* _Stated problem 1_
Reproduce the entries verbatim, from the first line of the entries through the line that contains "top-left (348, 264), bottom-right (357, 281)".

Back taxes ? Assessment(s) in arrears ? Other items in arrears ?  Default rate of the resort/ corporation ? The balance sheet/financial health of the resort ?

  These are almost always cash sales, so go prepared with the cash in the bank and whatever certified or treasurer's check is required _in hand_. This required amount will secure your bid and will allow you to bid. It is your "ticket" to play (bid). You are usually given 30 days (this can vary) to come up with the remaining funds. If you cannot, do not or change your mind, you will forfeit your sizable deposit.

  Don't buy if you cannot afford it or if it is a risk to your financial security. Remember, you can go broke saving money.


Last edit: Be wary of countries where there is no recourse or protection for the bidder.


----------



## Beaglemom3 (Oct 12, 2011)

Recorded both deeds for $286.48 (total) today.

Thank you all for your seasoned advice for this newbie Marriott owner. 

Now, I can call Marriott.

B.


----------



## flyboy0681 (Oct 15, 2011)

Obtaining all these properties is fun stuff but I'm always concerned about the maintenance fees. I've said it here many times that if they were "reasonable" that I would pickup another two units somewhere. Unfortunately I just can't bring myself to shelling out $5000k+ every January.


----------



## Beaglemom3 (Oct 15, 2011)

flyboy0681 said:


> Obtaining all these properties is fun stuff but I'm always concerned about the maintenance fees. I've said it here many times that if they were "reasonable" that I would pickup another two units somewhere. Unfortunately I just can't bring myself to shelling out $5000k+ every January.





 How true and always a consideration, but as I am on the sunny side of 60 and plan on traveling a lot, the annual 250, 000 Marriott points are, for me at least, a good deal factoring in the cost;  the MF and the purchase price. 

The only administrative cost was the recording and no other legal fees, otherwise, I would have had to "back away slowly from the timeshare deal".

I just sold my WSJ due to the acquistion of the CH x 2, so the total annual MFs aren't nearly as dreaded .


----------



## Nickfromct (Oct 16, 2011)

Thanks for sharing BeagleMom.  Were the Marriott people surprised anyone showed up to bid?

* _Source material_
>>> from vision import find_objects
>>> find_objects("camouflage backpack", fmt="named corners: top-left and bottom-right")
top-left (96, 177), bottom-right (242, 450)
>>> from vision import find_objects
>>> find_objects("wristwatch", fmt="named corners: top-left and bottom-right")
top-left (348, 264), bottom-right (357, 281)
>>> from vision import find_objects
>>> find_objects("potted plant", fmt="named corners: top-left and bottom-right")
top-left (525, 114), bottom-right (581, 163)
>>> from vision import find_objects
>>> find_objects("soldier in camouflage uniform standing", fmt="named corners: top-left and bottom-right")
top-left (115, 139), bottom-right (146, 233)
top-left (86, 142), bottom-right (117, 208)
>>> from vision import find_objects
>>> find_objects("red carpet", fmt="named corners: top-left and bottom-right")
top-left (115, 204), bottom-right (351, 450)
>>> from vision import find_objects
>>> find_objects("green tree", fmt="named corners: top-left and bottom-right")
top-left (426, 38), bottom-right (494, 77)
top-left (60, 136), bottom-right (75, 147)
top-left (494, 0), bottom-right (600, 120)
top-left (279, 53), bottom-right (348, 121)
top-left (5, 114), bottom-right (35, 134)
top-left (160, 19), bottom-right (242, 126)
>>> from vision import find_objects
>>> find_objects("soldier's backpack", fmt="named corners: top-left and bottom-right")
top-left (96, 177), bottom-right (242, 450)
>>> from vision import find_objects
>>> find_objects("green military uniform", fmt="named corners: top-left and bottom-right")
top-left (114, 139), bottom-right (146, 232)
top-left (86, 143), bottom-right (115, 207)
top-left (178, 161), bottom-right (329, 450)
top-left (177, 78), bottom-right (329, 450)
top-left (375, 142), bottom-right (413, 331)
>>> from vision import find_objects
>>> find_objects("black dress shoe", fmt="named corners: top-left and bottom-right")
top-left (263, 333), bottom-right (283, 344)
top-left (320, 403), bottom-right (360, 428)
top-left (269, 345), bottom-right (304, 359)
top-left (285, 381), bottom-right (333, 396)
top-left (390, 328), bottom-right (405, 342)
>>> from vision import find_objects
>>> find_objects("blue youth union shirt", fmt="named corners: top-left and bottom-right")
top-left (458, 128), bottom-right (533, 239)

* _Stated problem 2_
Answer these questions from the timeshare thread.
(a) How many days is a bidder usually given to come up with the remaining funds?
(b) What total did Beaglemom3 pay to record both deeds?
(c) In which month does flyboy0681 say the maintenance fees must be paid?

* _Final result 1_
>>> from vision import find_objects
>>> find_objects("camouflage backpack", fmt="named corners: top-left and bottom-right")
top-left (96, 177), bottom-right (242, 450)
>>> from vision import find_objects
>>> find_objects("wristwatch", fmt="named corners: top-left and bottom-right")
top-left (348, 264), bottom-right (357, 281)

* _Final result 2_
(a) 30 days, though this can vary.
(b) $286.48.
(c) January.